DOCUMENT ->
______

Data design Issue to find insertion deletion and getMin in O(1)

Question

As said in the title i need to define a datastructure that takes only O(1) time for insertion deletion and getMIn time.... NO SPACE CONSTRAINTS.....

I have searched SO for the same and all i have found is for insertion and deletion in O(1) time.... even a stack does. i saw previous post in stack overflow all they say is hashing...

with my analysis for getMIn in O(1) time we can use heap datastructure
for insertion and deletion in O(1) time we have stack...

so inorder to achieve my goal i think i need to tweak around heapdatastructure and stack... How will i add hashing technique to this situation ...

if i use hashtable then what should my hash function look like how to analize the situation in terms of hashing... any good references will be appreciated ...

Answer 1

This is a design problem, which means they want to see how quickly you can augment existing data-structures.

start with what you know:

• O(1) update, i.e. insertion/deletion, is screaming hashtable
• O(1) getMin is screaming hashtable too, but this time ordered.

Here, I am presenting one way of doing it. You may find something else that you prefer.

• create a HashMap, call it main, where to store all the elements
• create a LinkedHashMap (java has one), call it mins where to track the minimum values.
• the first time you insert an element into main, add it to mins as well.
• for every subsequent insert, if the new value is less than what's at the head of your mins map, add it to the map with something equivalent to addToHead.
• when you remove an element from main, also remove it from mins. 2*O(1) = O(1)
• Notice that getMin is simply peeking without deleting. So just peek at the head of mins.

EDIT:

Amortized algorithm:

(thanks to @Andrew Tomazos - Fathomling, let's have some more fun!)

We all know that the cost of insertion into a hashtable is O(1). But in fact, if you have ever built a hash table you know that you must keep doubling the size of the table to avoid overflow. Each time you double the size of a table with n elements, you must re-insert the elements and then add the new element. By this analysis it would seem that worst-case cost of adding an element to a hashtable is O(n). So why do we say it's O(1)? because not all the elements take worst-case! Indeed, only the elements where doubling occurs takes worst-case. Therefore, inserting n elements takes n+summation(2^i where i=0 to lg(n-1)) which gives n+2n = O(n) so that O(n)/n = O(1) !!!

______

[Entries for bounding box labeling]
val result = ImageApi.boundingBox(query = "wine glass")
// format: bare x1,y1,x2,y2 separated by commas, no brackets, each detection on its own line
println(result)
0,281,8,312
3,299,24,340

______

TASKS TO CARRY OUT ->
1 – In the forum thread, which Java structure does the answer propose for tracking the minimum values?
2 – Change "result" to "detections" wherever it occurs in the entries, leaving everything else the same.
The forum thread and the entries were taken from unrelated sources.

SOLVED TASKS ->
1 – A LinkedHashMap, called mins.

2 –
val detections = ImageApi.boundingBox(query = "wine glass")
// format: bare x1,y1,x2,y2 separated by commas, no brackets, each detection on its own line
println(detections)
0,281,8,312
3,299,24,340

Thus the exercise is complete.